(Dataset items)
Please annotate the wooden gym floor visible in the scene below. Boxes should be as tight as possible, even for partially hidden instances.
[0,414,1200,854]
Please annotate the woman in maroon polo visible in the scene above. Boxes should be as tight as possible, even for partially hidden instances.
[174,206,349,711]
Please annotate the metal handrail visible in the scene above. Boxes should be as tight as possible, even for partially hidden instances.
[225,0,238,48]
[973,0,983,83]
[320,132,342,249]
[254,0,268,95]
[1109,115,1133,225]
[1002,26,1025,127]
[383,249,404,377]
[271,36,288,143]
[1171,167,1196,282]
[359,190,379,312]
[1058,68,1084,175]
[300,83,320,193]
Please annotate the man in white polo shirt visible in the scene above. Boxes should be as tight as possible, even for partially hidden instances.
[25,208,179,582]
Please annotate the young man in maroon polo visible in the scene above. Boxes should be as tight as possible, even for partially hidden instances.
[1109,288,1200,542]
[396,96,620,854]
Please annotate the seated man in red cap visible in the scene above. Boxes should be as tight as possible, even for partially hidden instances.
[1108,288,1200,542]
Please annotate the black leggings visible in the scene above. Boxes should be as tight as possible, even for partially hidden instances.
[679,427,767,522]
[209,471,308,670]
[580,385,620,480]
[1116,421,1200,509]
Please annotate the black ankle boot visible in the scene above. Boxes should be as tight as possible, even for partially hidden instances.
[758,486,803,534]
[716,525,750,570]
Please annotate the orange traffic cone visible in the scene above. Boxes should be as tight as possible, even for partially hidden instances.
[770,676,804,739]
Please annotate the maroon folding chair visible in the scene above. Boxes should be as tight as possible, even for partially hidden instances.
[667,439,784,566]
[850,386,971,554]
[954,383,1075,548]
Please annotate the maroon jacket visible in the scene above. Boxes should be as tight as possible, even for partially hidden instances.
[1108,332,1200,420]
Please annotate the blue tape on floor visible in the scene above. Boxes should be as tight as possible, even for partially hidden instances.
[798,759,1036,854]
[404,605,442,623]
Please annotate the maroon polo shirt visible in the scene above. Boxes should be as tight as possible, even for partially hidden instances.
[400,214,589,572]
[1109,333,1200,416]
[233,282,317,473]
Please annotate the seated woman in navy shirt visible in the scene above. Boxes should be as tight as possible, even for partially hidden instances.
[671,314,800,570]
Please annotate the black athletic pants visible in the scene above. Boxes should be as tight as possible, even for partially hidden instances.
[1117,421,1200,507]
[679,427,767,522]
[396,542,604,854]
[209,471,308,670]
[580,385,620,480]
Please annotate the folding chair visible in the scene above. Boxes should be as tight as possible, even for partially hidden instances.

* DIRECTIVE *
Can you reproduce all of the entries above word for word?

* ANSWER FOR THIS EXERCISE *
Please annotate the wooden gym floor visible in the scene below. Boxes should be as tight as possible, even for partially hidden instances.
[0,414,1200,854]
Please annotate the woman in maroon polo visible in the scene above. Boxes should be as tight as possible, even for partially hidden instances.
[174,206,349,711]
Please annotate the metal handrail visible in the scene above. Boxes should be as tight as possible, even for partially hidden instances.
[225,0,238,48]
[973,0,983,83]
[320,132,342,249]
[254,0,268,95]
[1109,115,1133,225]
[1002,26,1025,127]
[383,249,404,377]
[271,36,288,143]
[1171,167,1196,282]
[359,190,379,312]
[1058,68,1084,175]
[300,83,320,193]
Please annotate the man in white polo shirt visible in the scene above. Boxes should be as tight as possible, even for partially hidden instances.
[25,208,179,582]
Please annotate the young man in maroon polo visible in the scene above. Boxes should be as tight as possible, even for partially hidden instances.
[1109,288,1200,542]
[396,96,620,854]
Please annotate the seated man in red cap visible in the scene above. Boxes should be as tight as possible, even for partially hidden instances.
[1108,288,1200,542]
Please annotate the black leggings visible in the scene above. Boxes should be as tight as possible, even for partially hidden instances.
[679,427,767,522]
[209,471,308,670]
[580,385,620,480]
[1116,421,1200,509]
Please annotate the black ankle boot visible in the scene above. Boxes should be as tight as possible, even for partially hidden instances.
[758,486,803,534]
[716,525,750,570]
Please annotate the orange traffic cone visible in the scene above. Boxes should be as tight as possible, even for partially hidden instances.
[770,676,804,739]
Please annotate the maroon folding chair visible in the scene above. Boxes should be as tight as possible, even for partially hidden instances.
[667,439,784,566]
[850,386,971,554]
[954,383,1075,548]
Please annotate the maroon jacket visible in the scene above. Boxes should be as tight as possible, even for partially hidden instances.
[1108,332,1200,420]
Please annotate the blue tape on floor visible in the scene above. Boxes should be as tight as possible, even for partially hidden instances.
[798,759,1036,854]
[404,605,442,623]
Please annotate the maroon polo shirt visible in the scene above. Boxes should be as tight as possible, even for partially hidden instances.
[400,214,589,572]
[1109,333,1200,416]
[233,282,317,473]
Please annotate the seated woman in navy shirt visible in the scene above. Boxes should be as tight as possible, even for partially hidden instances.
[671,314,800,570]
Please annotate the black athletic pants visible in the scene above. Boxes should be as tight as possible, even for partially hidden instances.
[1117,421,1200,507]
[679,427,767,522]
[396,542,604,854]
[209,471,308,670]
[580,385,620,480]
Please annotate the folding chair visible in the scene above. Boxes should be as tight as possible, even for partially hidden instances.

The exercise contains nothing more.